Problem to work on: Pull out every line of the rows below that contains the word "loose". Case matters.

BEGIN

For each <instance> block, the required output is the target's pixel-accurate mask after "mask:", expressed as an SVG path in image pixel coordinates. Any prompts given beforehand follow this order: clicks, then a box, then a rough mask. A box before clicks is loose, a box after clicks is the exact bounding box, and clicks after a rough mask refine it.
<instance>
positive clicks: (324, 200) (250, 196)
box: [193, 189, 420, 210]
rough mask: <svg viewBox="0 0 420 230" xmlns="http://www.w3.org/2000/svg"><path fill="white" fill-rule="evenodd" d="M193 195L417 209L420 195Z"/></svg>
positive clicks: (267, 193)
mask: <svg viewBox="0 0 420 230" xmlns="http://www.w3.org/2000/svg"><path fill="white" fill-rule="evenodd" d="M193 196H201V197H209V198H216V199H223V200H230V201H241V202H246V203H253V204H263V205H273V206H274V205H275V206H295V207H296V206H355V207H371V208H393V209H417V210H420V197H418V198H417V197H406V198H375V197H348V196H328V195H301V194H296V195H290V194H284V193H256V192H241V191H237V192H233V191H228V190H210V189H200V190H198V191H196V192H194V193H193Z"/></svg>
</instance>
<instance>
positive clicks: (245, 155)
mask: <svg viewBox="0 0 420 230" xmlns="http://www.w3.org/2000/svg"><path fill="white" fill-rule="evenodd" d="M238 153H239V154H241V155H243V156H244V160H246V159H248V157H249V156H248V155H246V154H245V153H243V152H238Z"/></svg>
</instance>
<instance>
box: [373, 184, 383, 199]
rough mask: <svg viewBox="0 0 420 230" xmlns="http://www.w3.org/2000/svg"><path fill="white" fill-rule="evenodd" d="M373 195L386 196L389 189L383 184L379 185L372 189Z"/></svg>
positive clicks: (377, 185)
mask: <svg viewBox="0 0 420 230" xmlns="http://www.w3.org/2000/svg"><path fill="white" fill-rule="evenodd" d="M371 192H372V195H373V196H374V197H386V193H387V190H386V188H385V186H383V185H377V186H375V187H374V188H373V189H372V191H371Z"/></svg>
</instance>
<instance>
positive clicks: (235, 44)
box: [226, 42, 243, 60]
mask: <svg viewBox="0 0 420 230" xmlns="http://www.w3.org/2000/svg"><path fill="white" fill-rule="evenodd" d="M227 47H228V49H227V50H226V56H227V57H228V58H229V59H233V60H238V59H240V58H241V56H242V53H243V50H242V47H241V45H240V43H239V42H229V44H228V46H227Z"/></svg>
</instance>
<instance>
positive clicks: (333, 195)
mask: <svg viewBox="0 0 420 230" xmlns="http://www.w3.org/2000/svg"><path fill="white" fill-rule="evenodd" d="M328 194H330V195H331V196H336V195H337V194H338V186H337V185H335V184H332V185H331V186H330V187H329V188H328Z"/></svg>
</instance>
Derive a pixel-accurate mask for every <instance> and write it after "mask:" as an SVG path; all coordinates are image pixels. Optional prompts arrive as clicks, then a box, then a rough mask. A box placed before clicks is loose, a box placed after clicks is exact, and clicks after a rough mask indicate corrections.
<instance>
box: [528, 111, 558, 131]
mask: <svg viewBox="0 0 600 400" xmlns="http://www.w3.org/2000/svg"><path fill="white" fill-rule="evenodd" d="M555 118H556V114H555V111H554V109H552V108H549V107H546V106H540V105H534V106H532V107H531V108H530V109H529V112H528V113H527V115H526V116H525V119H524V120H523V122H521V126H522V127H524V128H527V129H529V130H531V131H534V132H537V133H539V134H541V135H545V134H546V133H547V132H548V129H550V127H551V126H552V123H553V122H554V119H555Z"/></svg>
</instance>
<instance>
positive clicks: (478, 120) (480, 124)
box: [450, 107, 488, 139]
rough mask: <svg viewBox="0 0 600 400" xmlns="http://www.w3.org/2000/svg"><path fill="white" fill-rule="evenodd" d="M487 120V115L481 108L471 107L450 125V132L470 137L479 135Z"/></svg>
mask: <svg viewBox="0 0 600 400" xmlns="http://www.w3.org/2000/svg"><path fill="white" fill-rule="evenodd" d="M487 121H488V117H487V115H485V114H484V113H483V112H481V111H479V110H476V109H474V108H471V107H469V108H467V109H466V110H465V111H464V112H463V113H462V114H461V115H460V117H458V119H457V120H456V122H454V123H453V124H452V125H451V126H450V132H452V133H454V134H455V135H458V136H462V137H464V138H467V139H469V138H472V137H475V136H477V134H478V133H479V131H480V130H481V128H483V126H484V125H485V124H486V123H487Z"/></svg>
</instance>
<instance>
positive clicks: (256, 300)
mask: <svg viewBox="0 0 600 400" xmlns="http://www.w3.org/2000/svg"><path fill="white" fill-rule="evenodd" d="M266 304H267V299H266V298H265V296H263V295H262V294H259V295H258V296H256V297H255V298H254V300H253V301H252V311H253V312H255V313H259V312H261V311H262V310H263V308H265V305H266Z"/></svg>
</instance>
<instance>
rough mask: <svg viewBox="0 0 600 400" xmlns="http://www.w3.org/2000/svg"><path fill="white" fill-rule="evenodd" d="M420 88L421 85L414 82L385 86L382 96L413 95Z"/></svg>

END

Exercise solution:
For each <instance> block, the required output is the target's pixel-accurate mask after "mask:", expressed as an SVG path in image pixel coordinates. Any prompts given beforehand follow this order: clicks, then a box, then a rough mask. A box before clicks is loose, a box after clicks is the exact bounding box, and clicks after a rough mask refine it.
Derive a pixel-accurate mask for every <instance> and write it after "mask:" as an SVG path; all coordinates are image pixels. Optional prompts arrive as clicks, then a box, then a rough mask. A box placed before clicks is loose, a box placed after clicks is exact, and clicks after a rough mask indicate corrections.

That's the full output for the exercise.